Recorded data
## start

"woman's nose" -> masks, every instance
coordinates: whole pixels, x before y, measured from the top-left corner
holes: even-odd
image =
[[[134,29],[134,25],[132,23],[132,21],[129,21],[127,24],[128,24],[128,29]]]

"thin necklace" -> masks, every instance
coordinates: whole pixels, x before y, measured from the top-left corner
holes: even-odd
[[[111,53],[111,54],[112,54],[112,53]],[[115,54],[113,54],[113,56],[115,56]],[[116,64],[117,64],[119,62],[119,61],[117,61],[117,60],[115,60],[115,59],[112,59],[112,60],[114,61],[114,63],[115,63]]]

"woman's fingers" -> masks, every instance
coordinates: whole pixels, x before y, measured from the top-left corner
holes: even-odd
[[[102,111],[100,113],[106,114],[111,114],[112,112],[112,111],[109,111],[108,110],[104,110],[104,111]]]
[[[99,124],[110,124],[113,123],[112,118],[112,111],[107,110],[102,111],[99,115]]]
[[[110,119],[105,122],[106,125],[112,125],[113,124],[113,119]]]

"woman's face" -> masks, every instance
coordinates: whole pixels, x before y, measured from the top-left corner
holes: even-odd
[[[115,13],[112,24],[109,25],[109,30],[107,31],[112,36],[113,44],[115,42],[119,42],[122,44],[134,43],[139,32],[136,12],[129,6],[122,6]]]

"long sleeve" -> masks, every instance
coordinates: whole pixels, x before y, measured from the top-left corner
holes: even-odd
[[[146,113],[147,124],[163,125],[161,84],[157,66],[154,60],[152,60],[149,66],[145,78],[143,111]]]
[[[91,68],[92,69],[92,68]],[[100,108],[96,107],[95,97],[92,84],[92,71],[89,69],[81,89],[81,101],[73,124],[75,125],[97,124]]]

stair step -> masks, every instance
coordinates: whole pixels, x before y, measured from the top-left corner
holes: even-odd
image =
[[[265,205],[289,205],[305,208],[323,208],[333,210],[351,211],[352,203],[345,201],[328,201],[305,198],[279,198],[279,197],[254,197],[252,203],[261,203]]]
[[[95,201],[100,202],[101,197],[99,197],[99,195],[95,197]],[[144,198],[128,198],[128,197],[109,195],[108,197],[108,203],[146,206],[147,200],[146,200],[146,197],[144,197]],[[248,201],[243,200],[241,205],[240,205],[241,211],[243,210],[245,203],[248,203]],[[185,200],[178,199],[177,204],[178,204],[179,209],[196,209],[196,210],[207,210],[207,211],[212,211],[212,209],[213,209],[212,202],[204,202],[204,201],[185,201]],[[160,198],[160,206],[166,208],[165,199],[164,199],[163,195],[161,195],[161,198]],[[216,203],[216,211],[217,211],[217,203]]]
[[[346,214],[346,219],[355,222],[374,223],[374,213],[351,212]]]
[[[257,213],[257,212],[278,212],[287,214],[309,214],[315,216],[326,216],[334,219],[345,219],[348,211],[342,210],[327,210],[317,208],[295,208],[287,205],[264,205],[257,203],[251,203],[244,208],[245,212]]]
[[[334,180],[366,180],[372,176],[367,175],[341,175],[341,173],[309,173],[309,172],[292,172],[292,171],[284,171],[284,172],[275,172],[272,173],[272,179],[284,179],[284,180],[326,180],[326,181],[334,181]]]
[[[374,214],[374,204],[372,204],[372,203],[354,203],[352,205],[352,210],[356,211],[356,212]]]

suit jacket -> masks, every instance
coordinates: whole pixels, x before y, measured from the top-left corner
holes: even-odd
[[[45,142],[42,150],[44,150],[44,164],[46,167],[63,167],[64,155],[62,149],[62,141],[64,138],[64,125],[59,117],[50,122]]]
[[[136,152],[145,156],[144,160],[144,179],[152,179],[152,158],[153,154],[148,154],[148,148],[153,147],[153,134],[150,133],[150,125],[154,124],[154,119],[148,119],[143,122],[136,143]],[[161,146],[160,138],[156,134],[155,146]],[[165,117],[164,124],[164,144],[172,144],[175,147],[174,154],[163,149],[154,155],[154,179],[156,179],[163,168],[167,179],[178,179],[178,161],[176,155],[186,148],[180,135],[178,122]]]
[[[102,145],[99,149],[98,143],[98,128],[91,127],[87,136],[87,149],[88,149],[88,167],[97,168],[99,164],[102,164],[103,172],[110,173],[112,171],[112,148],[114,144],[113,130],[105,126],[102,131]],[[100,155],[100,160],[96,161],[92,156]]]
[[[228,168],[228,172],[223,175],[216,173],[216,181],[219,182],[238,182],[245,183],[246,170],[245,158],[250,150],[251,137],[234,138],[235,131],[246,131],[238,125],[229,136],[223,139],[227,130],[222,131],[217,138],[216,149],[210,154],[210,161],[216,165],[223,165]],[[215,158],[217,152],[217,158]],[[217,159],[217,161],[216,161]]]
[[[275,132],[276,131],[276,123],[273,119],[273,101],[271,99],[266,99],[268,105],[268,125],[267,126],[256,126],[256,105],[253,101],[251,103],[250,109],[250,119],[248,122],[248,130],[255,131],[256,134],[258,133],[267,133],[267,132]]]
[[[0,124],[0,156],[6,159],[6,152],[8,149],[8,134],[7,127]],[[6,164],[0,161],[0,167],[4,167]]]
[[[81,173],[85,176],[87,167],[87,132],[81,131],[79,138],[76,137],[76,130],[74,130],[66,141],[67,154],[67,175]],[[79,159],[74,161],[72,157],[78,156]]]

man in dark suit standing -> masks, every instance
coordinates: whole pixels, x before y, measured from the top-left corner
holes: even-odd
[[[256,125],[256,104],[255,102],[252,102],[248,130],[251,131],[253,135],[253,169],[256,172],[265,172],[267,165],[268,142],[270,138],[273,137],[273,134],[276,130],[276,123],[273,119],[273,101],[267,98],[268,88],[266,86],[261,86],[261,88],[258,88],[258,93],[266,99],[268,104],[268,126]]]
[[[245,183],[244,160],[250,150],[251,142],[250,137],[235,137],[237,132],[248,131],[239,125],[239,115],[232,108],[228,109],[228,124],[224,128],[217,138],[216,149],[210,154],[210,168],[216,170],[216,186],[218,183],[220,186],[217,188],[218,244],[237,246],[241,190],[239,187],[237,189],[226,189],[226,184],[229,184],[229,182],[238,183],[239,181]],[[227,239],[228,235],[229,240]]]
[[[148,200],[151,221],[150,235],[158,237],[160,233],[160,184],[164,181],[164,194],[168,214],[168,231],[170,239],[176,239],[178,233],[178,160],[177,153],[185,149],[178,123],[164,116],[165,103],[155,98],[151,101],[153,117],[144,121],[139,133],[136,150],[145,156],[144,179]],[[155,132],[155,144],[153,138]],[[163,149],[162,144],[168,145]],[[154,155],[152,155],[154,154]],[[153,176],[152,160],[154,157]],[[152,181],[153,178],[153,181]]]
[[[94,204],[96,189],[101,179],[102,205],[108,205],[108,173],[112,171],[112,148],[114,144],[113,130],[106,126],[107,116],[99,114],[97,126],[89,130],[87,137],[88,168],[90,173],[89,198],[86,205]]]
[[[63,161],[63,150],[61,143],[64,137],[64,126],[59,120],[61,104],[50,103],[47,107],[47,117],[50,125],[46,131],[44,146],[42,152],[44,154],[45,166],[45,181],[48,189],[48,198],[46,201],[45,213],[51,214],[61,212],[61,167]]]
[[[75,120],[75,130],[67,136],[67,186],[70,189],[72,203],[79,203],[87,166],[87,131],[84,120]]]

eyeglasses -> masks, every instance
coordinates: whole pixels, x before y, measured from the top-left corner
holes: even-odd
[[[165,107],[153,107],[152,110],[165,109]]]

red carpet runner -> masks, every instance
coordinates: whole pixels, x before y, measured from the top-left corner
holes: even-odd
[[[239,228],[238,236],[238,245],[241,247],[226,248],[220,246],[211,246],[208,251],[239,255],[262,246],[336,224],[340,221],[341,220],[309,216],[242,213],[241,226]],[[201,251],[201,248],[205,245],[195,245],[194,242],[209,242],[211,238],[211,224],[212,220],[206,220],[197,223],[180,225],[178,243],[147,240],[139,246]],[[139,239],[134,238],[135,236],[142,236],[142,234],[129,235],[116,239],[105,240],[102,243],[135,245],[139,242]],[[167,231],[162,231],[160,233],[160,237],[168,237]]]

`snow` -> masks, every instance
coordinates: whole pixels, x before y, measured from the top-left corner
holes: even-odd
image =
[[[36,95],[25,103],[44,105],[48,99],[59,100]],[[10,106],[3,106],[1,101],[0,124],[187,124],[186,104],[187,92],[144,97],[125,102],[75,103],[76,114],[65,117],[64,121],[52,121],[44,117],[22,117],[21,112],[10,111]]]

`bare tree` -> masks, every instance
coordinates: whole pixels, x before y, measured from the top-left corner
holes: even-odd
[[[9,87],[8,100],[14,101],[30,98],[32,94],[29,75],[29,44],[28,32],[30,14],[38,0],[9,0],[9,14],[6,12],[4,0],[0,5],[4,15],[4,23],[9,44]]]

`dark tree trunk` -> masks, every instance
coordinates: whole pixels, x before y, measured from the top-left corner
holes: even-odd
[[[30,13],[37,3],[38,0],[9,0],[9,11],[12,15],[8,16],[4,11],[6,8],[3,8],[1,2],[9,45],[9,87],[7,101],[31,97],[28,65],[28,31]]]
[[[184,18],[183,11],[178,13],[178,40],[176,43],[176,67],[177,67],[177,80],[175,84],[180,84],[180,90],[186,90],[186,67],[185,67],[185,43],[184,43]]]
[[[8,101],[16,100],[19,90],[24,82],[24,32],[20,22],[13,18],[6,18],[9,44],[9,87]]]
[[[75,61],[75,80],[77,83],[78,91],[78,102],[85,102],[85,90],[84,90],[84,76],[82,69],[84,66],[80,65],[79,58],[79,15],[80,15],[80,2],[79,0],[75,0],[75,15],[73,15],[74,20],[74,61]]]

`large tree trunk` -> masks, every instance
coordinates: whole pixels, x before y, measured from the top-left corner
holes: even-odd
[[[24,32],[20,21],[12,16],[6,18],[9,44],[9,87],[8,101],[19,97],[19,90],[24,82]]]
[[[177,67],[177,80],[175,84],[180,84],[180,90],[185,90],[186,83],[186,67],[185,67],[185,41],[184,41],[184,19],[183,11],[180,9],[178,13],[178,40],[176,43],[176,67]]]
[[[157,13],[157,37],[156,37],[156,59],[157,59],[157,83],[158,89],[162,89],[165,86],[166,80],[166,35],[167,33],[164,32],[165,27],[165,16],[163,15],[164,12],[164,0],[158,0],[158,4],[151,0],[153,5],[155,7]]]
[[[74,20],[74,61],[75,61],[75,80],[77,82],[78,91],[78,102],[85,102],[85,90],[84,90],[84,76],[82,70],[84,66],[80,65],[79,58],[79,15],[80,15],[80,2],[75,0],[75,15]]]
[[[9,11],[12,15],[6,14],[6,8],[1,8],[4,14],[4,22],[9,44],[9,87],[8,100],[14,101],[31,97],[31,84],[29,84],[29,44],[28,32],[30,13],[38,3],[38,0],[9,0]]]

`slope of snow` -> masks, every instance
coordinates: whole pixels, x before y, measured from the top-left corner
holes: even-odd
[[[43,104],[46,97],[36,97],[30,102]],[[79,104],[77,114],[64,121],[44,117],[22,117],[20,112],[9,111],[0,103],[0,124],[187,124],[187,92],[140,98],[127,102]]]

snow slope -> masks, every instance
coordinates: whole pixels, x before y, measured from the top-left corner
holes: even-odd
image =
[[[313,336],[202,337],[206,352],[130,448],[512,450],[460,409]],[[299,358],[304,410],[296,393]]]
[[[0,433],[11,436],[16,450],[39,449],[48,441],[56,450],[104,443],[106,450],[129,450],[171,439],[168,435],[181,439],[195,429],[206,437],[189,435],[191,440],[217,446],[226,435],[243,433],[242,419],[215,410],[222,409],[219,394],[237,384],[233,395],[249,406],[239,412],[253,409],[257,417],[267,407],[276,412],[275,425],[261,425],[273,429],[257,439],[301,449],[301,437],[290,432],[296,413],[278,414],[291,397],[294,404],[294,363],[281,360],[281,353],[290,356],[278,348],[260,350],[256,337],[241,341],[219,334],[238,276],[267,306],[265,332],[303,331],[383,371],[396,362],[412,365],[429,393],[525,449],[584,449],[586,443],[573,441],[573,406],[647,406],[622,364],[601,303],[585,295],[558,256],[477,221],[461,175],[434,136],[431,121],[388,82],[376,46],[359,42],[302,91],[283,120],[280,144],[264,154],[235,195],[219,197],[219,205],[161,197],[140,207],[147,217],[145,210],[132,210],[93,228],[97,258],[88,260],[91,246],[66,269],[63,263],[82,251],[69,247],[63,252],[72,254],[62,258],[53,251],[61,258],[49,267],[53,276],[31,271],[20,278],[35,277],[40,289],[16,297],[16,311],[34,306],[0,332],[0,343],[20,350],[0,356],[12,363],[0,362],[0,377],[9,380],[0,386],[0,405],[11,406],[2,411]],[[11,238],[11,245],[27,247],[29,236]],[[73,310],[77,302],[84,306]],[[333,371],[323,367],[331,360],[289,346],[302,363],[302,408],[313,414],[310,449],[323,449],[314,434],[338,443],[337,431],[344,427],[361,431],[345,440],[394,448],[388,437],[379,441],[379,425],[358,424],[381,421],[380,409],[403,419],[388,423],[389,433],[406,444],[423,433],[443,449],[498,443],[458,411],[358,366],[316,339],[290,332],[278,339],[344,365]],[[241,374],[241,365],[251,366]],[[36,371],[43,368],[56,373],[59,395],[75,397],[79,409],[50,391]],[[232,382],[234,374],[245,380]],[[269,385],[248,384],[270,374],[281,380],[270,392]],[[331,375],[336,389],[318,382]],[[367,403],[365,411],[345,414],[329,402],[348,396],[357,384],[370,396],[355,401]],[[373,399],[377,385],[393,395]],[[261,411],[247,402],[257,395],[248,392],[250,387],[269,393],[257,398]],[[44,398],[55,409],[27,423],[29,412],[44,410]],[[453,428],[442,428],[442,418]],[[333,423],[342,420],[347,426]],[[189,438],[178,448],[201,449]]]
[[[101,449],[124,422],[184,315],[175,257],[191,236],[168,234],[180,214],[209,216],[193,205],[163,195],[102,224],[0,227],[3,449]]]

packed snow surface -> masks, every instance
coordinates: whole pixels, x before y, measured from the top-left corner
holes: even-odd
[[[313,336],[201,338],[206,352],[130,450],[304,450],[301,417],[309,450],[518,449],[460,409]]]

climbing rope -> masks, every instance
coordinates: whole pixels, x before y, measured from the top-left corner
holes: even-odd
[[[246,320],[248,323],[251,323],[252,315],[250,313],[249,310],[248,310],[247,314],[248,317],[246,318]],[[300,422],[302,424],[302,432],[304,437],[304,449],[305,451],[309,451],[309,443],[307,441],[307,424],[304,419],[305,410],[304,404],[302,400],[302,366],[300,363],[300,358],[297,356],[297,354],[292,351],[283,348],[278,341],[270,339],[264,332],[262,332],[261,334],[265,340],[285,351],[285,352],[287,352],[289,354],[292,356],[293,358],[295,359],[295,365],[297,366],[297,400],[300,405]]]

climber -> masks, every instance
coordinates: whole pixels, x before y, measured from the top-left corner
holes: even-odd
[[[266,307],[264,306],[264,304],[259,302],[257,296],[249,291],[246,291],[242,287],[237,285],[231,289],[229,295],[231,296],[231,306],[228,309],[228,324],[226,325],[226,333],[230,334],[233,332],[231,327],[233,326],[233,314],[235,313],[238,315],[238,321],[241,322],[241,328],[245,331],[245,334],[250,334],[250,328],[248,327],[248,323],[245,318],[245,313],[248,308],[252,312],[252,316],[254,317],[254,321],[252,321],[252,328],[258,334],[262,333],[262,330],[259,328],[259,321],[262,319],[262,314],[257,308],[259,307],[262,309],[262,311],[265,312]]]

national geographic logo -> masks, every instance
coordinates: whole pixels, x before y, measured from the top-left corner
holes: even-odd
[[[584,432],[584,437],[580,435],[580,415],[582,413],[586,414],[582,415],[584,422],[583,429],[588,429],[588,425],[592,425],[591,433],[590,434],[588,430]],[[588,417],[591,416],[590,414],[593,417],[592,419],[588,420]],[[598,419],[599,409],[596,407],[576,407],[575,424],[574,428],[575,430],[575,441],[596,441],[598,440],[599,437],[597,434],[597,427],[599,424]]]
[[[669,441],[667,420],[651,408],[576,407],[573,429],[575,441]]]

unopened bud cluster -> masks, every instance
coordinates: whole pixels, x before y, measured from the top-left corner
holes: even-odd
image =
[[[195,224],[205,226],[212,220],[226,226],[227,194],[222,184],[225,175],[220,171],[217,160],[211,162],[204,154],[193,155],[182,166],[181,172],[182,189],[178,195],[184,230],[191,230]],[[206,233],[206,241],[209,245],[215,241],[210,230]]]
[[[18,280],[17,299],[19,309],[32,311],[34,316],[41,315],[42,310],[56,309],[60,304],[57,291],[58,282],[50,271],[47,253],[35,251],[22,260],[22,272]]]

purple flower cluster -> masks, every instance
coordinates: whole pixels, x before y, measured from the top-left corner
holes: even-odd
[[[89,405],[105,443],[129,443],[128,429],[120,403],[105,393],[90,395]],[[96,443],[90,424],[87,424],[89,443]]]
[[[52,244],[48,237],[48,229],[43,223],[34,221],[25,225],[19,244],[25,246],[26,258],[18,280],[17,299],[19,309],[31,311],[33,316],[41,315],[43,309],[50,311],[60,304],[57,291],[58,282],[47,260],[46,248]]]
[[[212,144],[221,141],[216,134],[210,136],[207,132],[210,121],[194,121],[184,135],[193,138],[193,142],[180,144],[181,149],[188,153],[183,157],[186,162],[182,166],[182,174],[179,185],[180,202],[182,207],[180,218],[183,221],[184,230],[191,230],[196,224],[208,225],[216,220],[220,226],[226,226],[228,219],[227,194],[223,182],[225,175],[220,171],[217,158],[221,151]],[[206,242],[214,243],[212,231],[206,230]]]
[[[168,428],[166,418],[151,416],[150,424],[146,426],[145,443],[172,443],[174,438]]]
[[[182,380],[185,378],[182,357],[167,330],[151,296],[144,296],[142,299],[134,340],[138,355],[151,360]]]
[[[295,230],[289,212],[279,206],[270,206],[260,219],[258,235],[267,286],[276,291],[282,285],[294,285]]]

## end

# What you will do
Transcribe the rows verbatim, beginning with the first row and ending with the row containing "[[[110,119],[105,122],[106,125],[112,125],[113,124],[113,119]]]", with both endpoints included.

# Complete output
"woman's nose" -> masks, every instance
coordinates: whole pixels, x before y, measured from the top-left corner
holes: even-odd
image =
[[[134,29],[134,25],[132,23],[132,21],[129,21],[127,24],[128,24],[128,29]]]

"thin necklace" -> masks, every instance
coordinates: whole pixels, x before y, measured from the top-left corner
holes: even-odd
[[[111,53],[111,54],[112,54],[112,53]],[[115,54],[113,54],[113,56],[115,56]],[[116,64],[117,64],[119,62],[119,61],[117,61],[117,60],[115,60],[115,59],[112,59],[112,60],[114,61],[114,63],[115,63]]]

"woman's fingers" -> masks, every instance
coordinates: whole pixels, x before y, measured from the top-left corner
holes: even-odd
[[[102,111],[100,113],[106,114],[111,114],[112,112],[112,111],[109,111],[108,110],[104,110],[104,111]]]
[[[99,124],[110,124],[113,123],[112,118],[112,111],[107,110],[102,111],[99,115]]]
[[[110,119],[105,122],[106,125],[112,125],[113,124],[113,119]]]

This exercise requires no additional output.